**Task statement:**
Each image should be skipped while the records are restated word for word.

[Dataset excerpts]
*** Begin section ***

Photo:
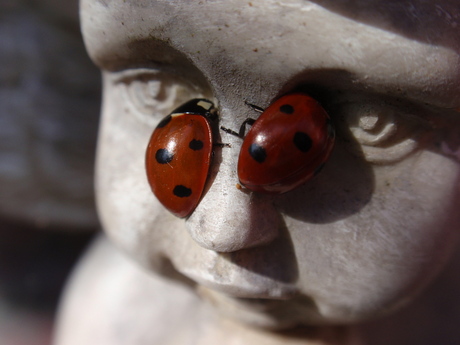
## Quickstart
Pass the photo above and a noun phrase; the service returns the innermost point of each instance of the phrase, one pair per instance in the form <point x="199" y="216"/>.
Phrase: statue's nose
<point x="229" y="219"/>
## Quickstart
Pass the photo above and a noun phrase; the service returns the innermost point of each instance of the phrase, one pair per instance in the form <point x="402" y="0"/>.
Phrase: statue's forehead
<point x="276" y="40"/>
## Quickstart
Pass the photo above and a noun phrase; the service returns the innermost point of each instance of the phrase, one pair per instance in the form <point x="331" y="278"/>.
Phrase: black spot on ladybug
<point x="182" y="191"/>
<point x="257" y="152"/>
<point x="318" y="169"/>
<point x="195" y="145"/>
<point x="163" y="156"/>
<point x="287" y="109"/>
<point x="164" y="122"/>
<point x="302" y="141"/>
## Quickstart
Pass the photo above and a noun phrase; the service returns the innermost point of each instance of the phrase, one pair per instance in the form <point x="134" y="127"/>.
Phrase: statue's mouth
<point x="243" y="285"/>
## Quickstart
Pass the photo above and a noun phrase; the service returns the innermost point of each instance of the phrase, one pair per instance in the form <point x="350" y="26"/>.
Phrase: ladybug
<point x="179" y="154"/>
<point x="286" y="146"/>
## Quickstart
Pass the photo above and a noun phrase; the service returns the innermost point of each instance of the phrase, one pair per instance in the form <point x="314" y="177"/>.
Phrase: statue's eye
<point x="386" y="132"/>
<point x="150" y="94"/>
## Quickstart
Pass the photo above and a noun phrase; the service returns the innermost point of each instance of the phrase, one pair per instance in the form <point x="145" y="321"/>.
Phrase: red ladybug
<point x="286" y="146"/>
<point x="179" y="155"/>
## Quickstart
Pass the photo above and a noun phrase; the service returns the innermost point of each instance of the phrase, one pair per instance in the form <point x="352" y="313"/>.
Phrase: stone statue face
<point x="356" y="241"/>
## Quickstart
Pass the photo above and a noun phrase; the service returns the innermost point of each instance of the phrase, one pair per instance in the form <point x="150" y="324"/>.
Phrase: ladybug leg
<point x="222" y="145"/>
<point x="242" y="131"/>
<point x="229" y="131"/>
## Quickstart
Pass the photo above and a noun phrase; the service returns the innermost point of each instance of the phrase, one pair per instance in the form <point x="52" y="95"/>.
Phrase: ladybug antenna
<point x="242" y="131"/>
<point x="254" y="107"/>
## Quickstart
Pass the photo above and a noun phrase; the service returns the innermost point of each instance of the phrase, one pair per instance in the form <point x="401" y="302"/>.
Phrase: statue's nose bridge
<point x="228" y="218"/>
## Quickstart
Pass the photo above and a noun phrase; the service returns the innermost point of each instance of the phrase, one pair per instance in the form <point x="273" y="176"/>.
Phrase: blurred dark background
<point x="49" y="109"/>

*** End section ***

**Result of the task:**
Photo:
## Quickstart
Pass the photo above and a noun phrase; the service returns the innermost point of each instance of the phrase, one pair per instance in the form <point x="199" y="216"/>.
Phrase: statue's nose
<point x="229" y="219"/>
## Quickstart
Pass the photo above and a noun phrase; the service returns the innermost point of each instance of the phrase, one pair per instance in the form <point x="402" y="0"/>.
Phrase: statue's forehead
<point x="276" y="40"/>
## Quickstart
Pass the photo above and a noun phrase; the service returns the innermost point of each instance of the phrase, one pair per instance in the form <point x="331" y="278"/>.
Phrase: black spot on ladybug
<point x="182" y="191"/>
<point x="257" y="152"/>
<point x="318" y="169"/>
<point x="195" y="145"/>
<point x="163" y="156"/>
<point x="287" y="109"/>
<point x="164" y="122"/>
<point x="302" y="141"/>
## Quickstart
Pass the photo above and a noun phrase; the service returns the innermost point of each instance of the phrase, one pair per instance in the form <point x="134" y="127"/>.
Phrase: statue's mouth
<point x="243" y="285"/>
## Quickstart
Pass the photo above and a noun phrase; the service returns the innermost point of each instance of the phrase, one pair per instance in the form <point x="350" y="26"/>.
Phrase: ladybug
<point x="179" y="154"/>
<point x="286" y="146"/>
## Quickstart
Pass the photo above and a noun phrase; the service returns the innermost point of each instance of the phrase, one pair per instance in the form <point x="314" y="177"/>.
Phrase: statue's eye
<point x="386" y="132"/>
<point x="150" y="94"/>
## Quickstart
Pass the photo above and a noun phrase; the service returns the innermost point of each instance of the phrase, one pair per instance in the form <point x="145" y="321"/>.
Phrase: red ladybug
<point x="286" y="146"/>
<point x="179" y="155"/>
## Quickstart
Pass the photo above and a noun phrase; the service returns the innermost point of each instance of the phrase, one pair per instance in the form <point x="352" y="313"/>.
Phrase: stone statue face
<point x="356" y="241"/>
## Quickstart
Pass the photo above and a noun phrase; the service returns the innermost point of each instance of the phrase, one pair per instance in the form <point x="150" y="324"/>.
Phrase: ladybug leg
<point x="222" y="145"/>
<point x="242" y="131"/>
<point x="229" y="131"/>
## Quickstart
Pass the photo above and a noun phrase; the service returns the innermost point of each instance of the phrase, one pair per instance in the form <point x="52" y="95"/>.
Phrase: ladybug antenna
<point x="242" y="131"/>
<point x="254" y="107"/>
## Quickstart
Pass the photo above and a noun phrase; the service returns the innermost point of each instance of the phrase, one pair per instance in the form <point x="401" y="302"/>.
Phrase: statue's nose bridge
<point x="228" y="218"/>
## Quickstart
Pass the photo above and a noun phrase; the service returns the innermost point of each instance of the phrase, one pair per instance in the form <point x="273" y="176"/>.
Phrase: blurred dark background
<point x="49" y="109"/>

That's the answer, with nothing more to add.